What you will do
1. In the text on Bangladesh's textile and clothing exports, what share of total employment in large factories did subcontracting account for by 1978?
2. Continue the text on Bangladesh's textile and clothing exports from its last sentence.

Reading text

==*==

As of December 31st 2004 textile and clothing products will be subject to WTO rules, with the final abolition of the MFA6.  When the MFA was being implemented in the 1970s Bangladesh was not considered to be a viable exporter, consequently it was never subject to its strictures.  Other potentially competitive exporters such as Sri Lank, India, Pakistan and China have been subject to binding MFA quotas on apparel and textile exports.  Bangladesh has been able to export into an open niche in world markets since the late 1970s, after 2005 Bangladesh will face intensified competition on world markets.  There are broadly two potential outcomes, the low and high-road of competition.  The latter is ‘dynamically efficient’, leading to rising wages and productivity over time.  The concern of neoclassical economics with efficient allocation has no theoretical means to distinguish these two processes, as long as marginal equalities are retained according to neoclassical criteria even the low-road of competition could be judged efficient.

 

 

Dynamic Efficiency and the Low and High-Roads of Competition

 

Bangladesh is currently most competitive in price sensitive, low-value, low-priced items7.  Bangladesh has two options to compete after 2005, raising productivity or reducing costs.


a) The Low-Road of Competition

Bangladesh could react to intensified competition by trying to enhance it price competitiveness within its existing niche by extending hours, reducing overheads (subcontracting) and intensifying work conditions (a low-road of competition).  There is some evidence this path has already been pursued in the Indian textile industry. 

The fragmentation, ruralisation and casualisation consistent with a low-road of competition has already had a profound impact in India.  As early as the 1960s textile mills in Ahmedabad and Bombay began putting out weaving work to decentralised power-loom units.  Pharmaceutical firms in Bombay passed on work to smaller units located away from the high-wage industrial belt.  From the 1970s there was a general increase in the use of contract, temporary and casual workers.  The share of casual workers in large factory employment rose from 4.6% in 1980/81 to more than 12% in 1993/948.  Subcontracting was not a significant activity prior to 1970, by 1978 it was a prominent activity in large factories with a share of 21% of total employment9.  In India especially sharp has been decline of large urban cotton mills and ruralisation of the industry10.  This ruralisation of labour is reflected in the fall in the average size of industrial units from 3.2 to 2.5 workers between 1961 and 1991.  The fall in average employees per factory is true for most industries and has persisted throughout the 1970s and 80s11.

 

b) The High-Road of Competition

A high-road of competition could consist of remaining in an existing production niche and raising productivity, or upgrading to a less (price) competitive market niche to capture rents.  In the RMG sector Bangladesh may compete by capacity building to enhance skills in fashion, design, cutting and technology upgrading, developing backward linkages to suppliers to shorten lead times, and improving the skills and training of management and workers.

==*==

Records shown

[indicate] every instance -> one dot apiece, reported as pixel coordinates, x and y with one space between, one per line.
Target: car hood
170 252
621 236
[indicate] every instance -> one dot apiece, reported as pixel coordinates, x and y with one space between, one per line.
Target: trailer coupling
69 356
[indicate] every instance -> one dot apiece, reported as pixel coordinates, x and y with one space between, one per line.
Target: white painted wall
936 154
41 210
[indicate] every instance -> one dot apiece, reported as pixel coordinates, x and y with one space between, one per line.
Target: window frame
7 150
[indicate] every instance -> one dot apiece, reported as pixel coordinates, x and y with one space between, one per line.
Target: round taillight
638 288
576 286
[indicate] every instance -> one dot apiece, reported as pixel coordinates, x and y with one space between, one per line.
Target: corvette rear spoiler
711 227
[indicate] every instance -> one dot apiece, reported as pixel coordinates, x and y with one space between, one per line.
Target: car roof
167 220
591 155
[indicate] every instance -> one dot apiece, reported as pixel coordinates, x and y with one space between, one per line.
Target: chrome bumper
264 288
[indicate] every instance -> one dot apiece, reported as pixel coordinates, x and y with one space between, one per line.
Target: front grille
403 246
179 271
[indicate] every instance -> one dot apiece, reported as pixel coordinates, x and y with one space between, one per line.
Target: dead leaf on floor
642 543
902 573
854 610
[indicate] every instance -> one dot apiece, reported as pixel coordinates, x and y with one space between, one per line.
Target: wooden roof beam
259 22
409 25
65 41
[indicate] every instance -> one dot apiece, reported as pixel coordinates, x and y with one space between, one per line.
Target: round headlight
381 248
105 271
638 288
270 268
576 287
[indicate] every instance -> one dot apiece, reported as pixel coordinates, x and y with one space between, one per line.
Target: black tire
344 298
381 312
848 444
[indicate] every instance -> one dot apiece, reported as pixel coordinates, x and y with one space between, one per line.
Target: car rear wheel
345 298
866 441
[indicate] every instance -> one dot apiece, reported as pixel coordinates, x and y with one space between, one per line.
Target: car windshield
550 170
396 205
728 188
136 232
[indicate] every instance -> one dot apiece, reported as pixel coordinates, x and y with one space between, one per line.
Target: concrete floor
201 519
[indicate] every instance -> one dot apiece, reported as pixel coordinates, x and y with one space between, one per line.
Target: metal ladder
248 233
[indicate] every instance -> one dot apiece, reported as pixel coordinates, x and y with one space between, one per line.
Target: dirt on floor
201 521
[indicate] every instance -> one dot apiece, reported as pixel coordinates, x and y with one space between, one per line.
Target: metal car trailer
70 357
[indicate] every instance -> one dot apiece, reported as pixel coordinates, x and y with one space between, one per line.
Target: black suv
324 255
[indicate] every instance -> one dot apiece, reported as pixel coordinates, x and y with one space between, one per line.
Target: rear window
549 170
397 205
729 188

==*==

Outputs by task
1. 21%

2.
Good policy can be defined as that which helps achieve a high-road response to competition.  Dynamic efficiency is a situation characterised by a virtuous circle of higher productivity, output growth and higher wages rather than having a rigorous mathematical definition.

 

Dynamic Efficiency, Rents and Learning

Dynamic efficiency is an alternative paradigm to neoclassical efficiency.  In fact there is likely for various reasons to be trade-offs between static and dynamic efficiency. When we are considering dynamic efficiency good policy cannot be mechanically judged in terms of whether it liberalises the economy, encourages competition or expands the freedom of decision making.  Policy is a far more nuanced process that has to be carefully evaluated in terms of its effect on the dynamics of investment, growth and competition.


a) Static and Dynamic Efficiency

 

One neoclassical assumption immediately disposed of when we consider dynamic efficiency is that no allocation or industrial structure is preferable to any other.  In fact, while many allocations may be efficient, some are more (dynamically) efficient than others.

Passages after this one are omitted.